**Text:**
In one way I love stat nanos as early boost, before you hit the curve as they let players who may are good with making chy a way to use some of it to get ahead UE wise. But fair is fair, in the later time they can just feel like mandatory thing needed to compete as… Yeah, they kinda are in the world of smallest edges, and yet full suite of them is -very- expensive + non removable, so those are always at risk.

So how about changing them to first be removable more cheaply (no reuse but that's fine) but also greatly reduce their effectiveness when you hit the curve, to the point that at some point they grant you no bonus at all. This way they offer still that early game boost, but are not a must for high end competition, opening more space for more personal chrome as added bonus. More common nanosurgeons anyone?!

This could apply only to combat nanos if there is no such competitive edge with the non-combat ones. Whichever makes more sense.

Some nanos are necessary and will likely remain necessary if you wanna do something like wear armor or function under a restrictive disguise without suffering too much of a hit to your stats. They allow you to balance out your build because not everyone is gonna be able to invest a bunch of UE into every stat.

Nanos being changed in the way you suggested would only empower players who min/max their characters because those with more balanced builds tend to have lower stats and more skill investment.

Necro is 100% right. It'd result in empowering min makers (I say this as someone who has tended to min max combat characters). Making antigens cheaper would also lead to people just swapping them in and out per scenario, imo.

I think nanos are generally fine as they are right now except maybe with some adjustments to the niche ones.

I don't know if I totally agree min-maxing is more enabled in either situation as a strict rule, I'm pretty confident in my ability to min-max builds whether there are nanos or not. They're just different builds if nanos exist, compared to if they don't.

A change like this would definitely fuck up everyone's builds, mine included to put it mildly, but it would lessen the built-in cost of end game combat and allow players more choice about running light or heavy and get them potentially more active in more situations. Hard bandage to tear off but something to consider long run.

I do agree combat nanos make skill heavy builds that have to pass tough fixed checks with STR or AGI weaker; hybrid pilots and mechanics are the two that come to mind.

**Exercise task A:**
Keep only the lines of the listing that contain the word "every", and copy them unchanged.
The discussion and the listing are unrelated material.

**Raw data:**

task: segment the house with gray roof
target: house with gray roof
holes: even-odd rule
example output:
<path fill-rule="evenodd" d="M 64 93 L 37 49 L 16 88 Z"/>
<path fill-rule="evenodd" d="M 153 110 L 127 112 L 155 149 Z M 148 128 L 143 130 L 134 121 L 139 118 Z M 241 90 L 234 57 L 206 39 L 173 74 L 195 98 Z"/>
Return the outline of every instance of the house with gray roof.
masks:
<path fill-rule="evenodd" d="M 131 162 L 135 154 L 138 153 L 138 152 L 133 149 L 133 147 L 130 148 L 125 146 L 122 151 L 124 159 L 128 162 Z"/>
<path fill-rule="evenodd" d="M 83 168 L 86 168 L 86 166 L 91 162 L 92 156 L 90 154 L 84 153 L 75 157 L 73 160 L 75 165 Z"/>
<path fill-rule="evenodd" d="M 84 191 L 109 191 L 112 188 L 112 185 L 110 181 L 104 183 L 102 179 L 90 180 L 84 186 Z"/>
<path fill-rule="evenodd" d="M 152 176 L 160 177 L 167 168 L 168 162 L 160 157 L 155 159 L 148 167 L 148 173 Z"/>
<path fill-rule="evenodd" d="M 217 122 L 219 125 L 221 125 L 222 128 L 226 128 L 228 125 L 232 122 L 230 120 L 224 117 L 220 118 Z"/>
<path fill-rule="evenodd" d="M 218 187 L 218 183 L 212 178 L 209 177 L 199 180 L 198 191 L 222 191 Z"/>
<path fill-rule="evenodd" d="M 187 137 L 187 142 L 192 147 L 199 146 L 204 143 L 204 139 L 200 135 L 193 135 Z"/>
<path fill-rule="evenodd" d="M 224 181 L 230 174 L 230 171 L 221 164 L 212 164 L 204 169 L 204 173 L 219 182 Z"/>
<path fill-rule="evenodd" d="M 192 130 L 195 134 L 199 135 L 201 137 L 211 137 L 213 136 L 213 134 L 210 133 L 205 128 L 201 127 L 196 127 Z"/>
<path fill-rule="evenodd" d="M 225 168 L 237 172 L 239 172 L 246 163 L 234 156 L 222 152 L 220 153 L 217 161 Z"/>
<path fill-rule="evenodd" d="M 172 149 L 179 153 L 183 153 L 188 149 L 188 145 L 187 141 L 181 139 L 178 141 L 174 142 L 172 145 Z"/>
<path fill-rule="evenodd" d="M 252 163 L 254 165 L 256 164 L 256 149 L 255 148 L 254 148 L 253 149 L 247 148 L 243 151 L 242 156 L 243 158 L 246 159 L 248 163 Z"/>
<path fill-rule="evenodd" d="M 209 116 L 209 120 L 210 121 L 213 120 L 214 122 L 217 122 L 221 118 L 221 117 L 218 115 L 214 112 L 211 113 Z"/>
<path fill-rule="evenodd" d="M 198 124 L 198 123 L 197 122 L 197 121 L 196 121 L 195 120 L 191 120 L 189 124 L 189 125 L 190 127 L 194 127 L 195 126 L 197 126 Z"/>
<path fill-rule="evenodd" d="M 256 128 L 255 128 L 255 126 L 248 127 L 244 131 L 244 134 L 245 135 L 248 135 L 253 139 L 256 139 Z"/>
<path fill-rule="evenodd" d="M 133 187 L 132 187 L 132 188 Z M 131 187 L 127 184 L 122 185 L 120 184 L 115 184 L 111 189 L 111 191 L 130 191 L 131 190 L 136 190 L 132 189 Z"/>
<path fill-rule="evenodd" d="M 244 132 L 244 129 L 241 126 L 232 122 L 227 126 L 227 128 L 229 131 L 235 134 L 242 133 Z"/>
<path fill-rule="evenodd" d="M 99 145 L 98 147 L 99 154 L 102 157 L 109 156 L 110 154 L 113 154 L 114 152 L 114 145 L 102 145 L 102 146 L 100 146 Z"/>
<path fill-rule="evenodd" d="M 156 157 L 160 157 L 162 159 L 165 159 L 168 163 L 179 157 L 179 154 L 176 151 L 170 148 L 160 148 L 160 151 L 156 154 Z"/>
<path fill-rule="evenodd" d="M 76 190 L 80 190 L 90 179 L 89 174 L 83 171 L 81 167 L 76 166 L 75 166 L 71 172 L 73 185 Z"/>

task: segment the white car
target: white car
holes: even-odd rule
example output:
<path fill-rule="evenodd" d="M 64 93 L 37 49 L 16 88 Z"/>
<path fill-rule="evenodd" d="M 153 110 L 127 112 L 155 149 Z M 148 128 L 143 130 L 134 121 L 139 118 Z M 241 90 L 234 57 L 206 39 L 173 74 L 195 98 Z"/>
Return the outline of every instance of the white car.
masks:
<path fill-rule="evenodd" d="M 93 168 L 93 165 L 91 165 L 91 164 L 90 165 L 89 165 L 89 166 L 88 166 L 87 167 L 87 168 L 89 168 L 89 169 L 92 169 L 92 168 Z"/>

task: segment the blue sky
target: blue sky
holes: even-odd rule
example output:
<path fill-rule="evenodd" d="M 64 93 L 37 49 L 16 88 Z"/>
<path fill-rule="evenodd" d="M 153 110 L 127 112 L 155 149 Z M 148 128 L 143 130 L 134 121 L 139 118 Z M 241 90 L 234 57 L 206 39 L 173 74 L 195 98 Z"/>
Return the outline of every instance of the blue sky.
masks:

**Exercise task B:**
Continue the discussion of stat nanos from its last sentence.

**Expected output A:**
Return the outline of every instance of the house with gray roof.
Return the outline of every instance of the white car.
Return the outline of every instance of the blue sky.

**Expected output B:**
I have to say, as a newer player, I hate how people talk about min maxing builds, all those mechanics, clearly knowing how the game works inside and out and… Here I am mostly in the dark, and not due to lack of asking around icly.

Something else to address...

To be clear neither Crashdown or I are min-maxing our characters, we both know how boring that is. Everyone has some jank (whether they meant to or not). Jank is fun.
Oh yeah, not trowing shade here, nor do I want to know who do you play, but understanding the mechanics goes a long way.
Literally any stat modification mechanics in the game are more effective the further into the curve you are. Conversely, they are actually quite trivial at the lower levels. Nanos are one of the first things many characters actually invest in, but I would argue that with some exceptions, these are not having as much of an impact on your ability to do things as you might believe, so early on. Sure, one nano might mean the difference between you completing, or failing a skillcheck, but you could also just… spend a few days worth of UE to the same effect.

I would sooner make nanos permanent, like biomods. They are supposed to be literally mutating you, aren't they? Antigens allow this to be a long term, sustainable thing. Character churn will keep demand going. Nanos aren't something you can just go and get secondhand, either, which is something other players have pointed out in the past as something ripper docs have been excluded from. If they are permanent, then the cost of a full loadout of nanos after a death is removed, which would accomplish another goal being discussed in other threads right now.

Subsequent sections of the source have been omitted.